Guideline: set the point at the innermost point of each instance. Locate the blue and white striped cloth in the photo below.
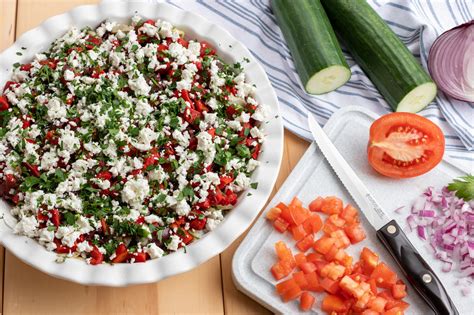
(417, 23)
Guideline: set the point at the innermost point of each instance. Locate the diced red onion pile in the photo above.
(447, 223)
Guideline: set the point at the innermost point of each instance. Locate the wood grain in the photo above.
(236, 302)
(207, 289)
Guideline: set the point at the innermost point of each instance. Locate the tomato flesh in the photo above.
(404, 145)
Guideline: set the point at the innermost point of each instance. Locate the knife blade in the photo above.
(415, 268)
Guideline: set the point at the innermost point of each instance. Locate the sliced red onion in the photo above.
(466, 291)
(421, 232)
(426, 213)
(447, 223)
(451, 62)
(399, 209)
(447, 266)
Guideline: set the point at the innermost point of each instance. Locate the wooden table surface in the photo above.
(207, 289)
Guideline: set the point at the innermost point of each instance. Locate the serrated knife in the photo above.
(415, 268)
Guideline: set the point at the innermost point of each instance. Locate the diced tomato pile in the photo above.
(367, 286)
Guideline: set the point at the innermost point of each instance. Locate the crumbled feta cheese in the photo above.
(173, 245)
(135, 191)
(153, 250)
(27, 226)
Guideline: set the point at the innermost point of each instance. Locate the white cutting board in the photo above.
(349, 130)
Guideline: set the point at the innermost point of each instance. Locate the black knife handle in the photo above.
(415, 268)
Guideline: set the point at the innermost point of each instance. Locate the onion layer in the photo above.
(446, 223)
(451, 62)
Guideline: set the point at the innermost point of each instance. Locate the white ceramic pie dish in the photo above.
(237, 220)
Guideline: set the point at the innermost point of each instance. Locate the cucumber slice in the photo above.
(398, 76)
(418, 98)
(328, 79)
(317, 55)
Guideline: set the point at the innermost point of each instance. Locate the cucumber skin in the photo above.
(376, 48)
(309, 35)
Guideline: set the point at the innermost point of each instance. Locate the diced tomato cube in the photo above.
(280, 225)
(333, 271)
(298, 232)
(324, 244)
(331, 255)
(329, 285)
(373, 286)
(342, 241)
(300, 279)
(336, 220)
(355, 232)
(285, 214)
(316, 204)
(394, 311)
(279, 271)
(306, 243)
(349, 285)
(298, 214)
(295, 202)
(377, 304)
(313, 224)
(329, 227)
(313, 282)
(399, 291)
(300, 258)
(363, 300)
(283, 252)
(308, 267)
(333, 303)
(397, 304)
(331, 205)
(350, 214)
(292, 294)
(306, 301)
(286, 285)
(384, 276)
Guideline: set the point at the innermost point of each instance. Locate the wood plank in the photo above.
(236, 302)
(29, 291)
(7, 36)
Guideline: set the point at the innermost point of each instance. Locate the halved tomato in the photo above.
(403, 145)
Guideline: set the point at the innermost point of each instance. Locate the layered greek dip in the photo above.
(126, 142)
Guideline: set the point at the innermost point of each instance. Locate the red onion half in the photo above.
(451, 62)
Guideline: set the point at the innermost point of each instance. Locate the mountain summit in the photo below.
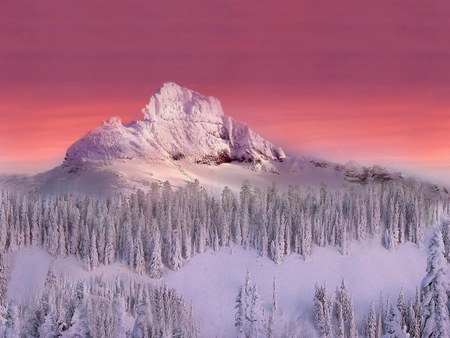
(178, 124)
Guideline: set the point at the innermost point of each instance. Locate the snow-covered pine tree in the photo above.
(435, 313)
(155, 265)
(118, 309)
(49, 329)
(142, 326)
(275, 306)
(11, 330)
(372, 322)
(323, 311)
(393, 324)
(3, 281)
(257, 320)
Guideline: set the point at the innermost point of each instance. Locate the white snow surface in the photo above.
(178, 123)
(211, 280)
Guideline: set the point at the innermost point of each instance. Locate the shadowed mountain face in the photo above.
(178, 124)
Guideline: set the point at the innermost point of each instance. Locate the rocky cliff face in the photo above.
(178, 124)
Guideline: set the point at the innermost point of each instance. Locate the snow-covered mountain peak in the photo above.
(178, 124)
(173, 102)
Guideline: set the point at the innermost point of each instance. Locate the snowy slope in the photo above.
(178, 124)
(186, 136)
(211, 280)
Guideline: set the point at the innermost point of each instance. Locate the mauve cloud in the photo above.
(343, 79)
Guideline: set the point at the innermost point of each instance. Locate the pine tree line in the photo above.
(167, 226)
(425, 315)
(97, 308)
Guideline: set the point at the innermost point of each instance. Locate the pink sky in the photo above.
(368, 81)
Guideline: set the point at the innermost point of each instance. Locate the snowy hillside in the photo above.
(189, 224)
(211, 280)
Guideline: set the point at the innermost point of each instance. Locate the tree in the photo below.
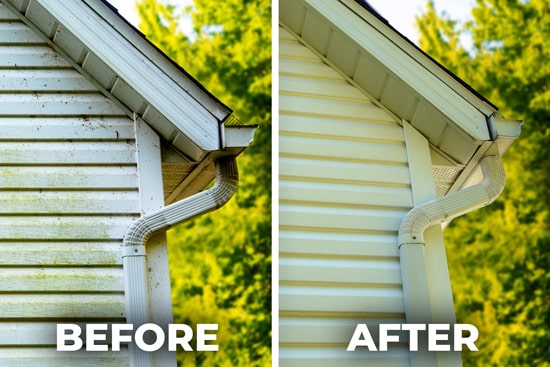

━━━━━━━━━━━━━━━━━━━━

### YOUR TASK
The whole listing must be restated word for word. Leave out any pictures.

### REPLY TO THE EXERCISE
Guideline: set the point at the innermost point of each instance. Locate the blue and white striped cloth in the photo below.
(417, 23)
Guideline: set the point at the innermost point of each instance. Locate the diced red onion pile in the photo above.
(447, 223)
Guideline: set the point at the innermost point of each instance. Locate the wood grain in the photo above.
(236, 302)
(207, 289)
Guideline: set the point at the innermost point of each instance. Locate the tomato flesh in the photo above.
(404, 145)
Guideline: set the point at the innermost point of each instance. Locate the knife blade in the photo above.
(415, 268)
Guideline: set the point at the innermost point of each instance. Locate the sliced red onion in the photo above.
(466, 291)
(421, 232)
(426, 213)
(447, 223)
(451, 62)
(399, 209)
(447, 266)
Guideline: set the point at the innermost point of each instance. Locate the wooden table surface in the photo above.
(207, 289)
Guideline: set the point at the innermost point of each instance. Locate the serrated knife in the photo above.
(415, 268)
Guideline: set the point at the innermost point of each instance. Locate the diced tomato pile in the photo above.
(367, 286)
Guideline: set the point at the innermost point of each instance. Locate the crumbled feta cheese in the photo above.
(173, 245)
(135, 191)
(153, 250)
(27, 226)
Guideline: set the point at the innermost point of each instance. Locate the white cutting board in the photo above.
(349, 130)
Guideline: set the point at the innermost point of each instance. Locate the black knife handle in the photo above.
(415, 268)
Guideline: set the point at the innermost point of each instance. Locate the onion layer in the photo above.
(446, 223)
(451, 62)
Guideline: set the point at the innermost point of each instance. Locate the white ceramic pie dish in the photo above.
(237, 220)
Guideline: set the point at the innermost point of each instance. Locate the cucumber slice in the photo above.
(398, 76)
(418, 98)
(328, 79)
(317, 55)
Guideline: set the point at the innermost point of each instance. Locate the cucumber skin in the photo above.
(376, 48)
(309, 35)
Guideline: set the point at the innermost point of each instance. Locate the diced tomato cube in the photo above.
(280, 225)
(333, 271)
(298, 232)
(324, 244)
(331, 255)
(329, 285)
(373, 286)
(342, 241)
(300, 279)
(336, 220)
(355, 232)
(285, 214)
(316, 204)
(394, 311)
(279, 271)
(306, 243)
(349, 285)
(298, 214)
(295, 202)
(377, 304)
(313, 224)
(329, 227)
(313, 282)
(399, 291)
(300, 258)
(363, 300)
(283, 252)
(308, 267)
(333, 303)
(397, 304)
(331, 205)
(350, 214)
(292, 294)
(306, 301)
(286, 285)
(384, 276)
Guideline: set the point at the innermost point of each instance. Locate the wood plank in the photo above.
(236, 302)
(29, 291)
(7, 36)
Guideline: set the point at the innermost point of each instance. Locate the halved tomato in the photo above.
(403, 145)
Guideline: set the point at the innermost point of each instance. Locate the layered greek dip in the photo above.
(126, 142)
Guideline: set the point at the innermost point of each instance. Locate the red onion half in the photo above.
(451, 62)
Guideline: set the point at the innermost point of each instance. Locate the mountain summit in the photo below.
(178, 124)
Guideline: set the point at the innermost point of each instance. Locate the snow-covered pine tree in the photo above.
(435, 313)
(155, 265)
(118, 309)
(49, 329)
(142, 326)
(275, 306)
(11, 330)
(372, 322)
(323, 311)
(393, 324)
(3, 281)
(257, 320)
Guideline: set the point at the innermost point of each instance. Locate the white snow surface in the photo above.
(178, 123)
(211, 280)
Guideline: set the point at the innermost point of each instance. Locate the shadowed mountain face in the photo above.
(178, 124)
Guideline: set the point at the innermost point of each instance. Locate the rocky cliff face in the photo above.
(178, 124)
Guideline: set the point at the innermost point of each instance. Locate the snow-covered mountain peak in the photo above.
(178, 124)
(173, 102)
Guideline: set the point at the innermost point of each instance. Locate the snowy slope in the photo above.
(178, 124)
(186, 136)
(211, 280)
Guideline: set the point at the innermost point of each instance. Locate the mauve cloud in the photo above.
(343, 79)
Guideline: set the point at the innermost point of each instance. Locate the pine tree line in the photo above.
(167, 226)
(425, 315)
(97, 308)
Guideline: set the point at the innermost point of each instance. Locate the pink sky in the photo above.
(368, 81)
Guideline: set the point at the innermost point of each instance. Locate the snowy hillside in the photo above.
(189, 224)
(211, 280)
Guideline: set the point at the innermost point of each instance. Locate the tree in the photo below.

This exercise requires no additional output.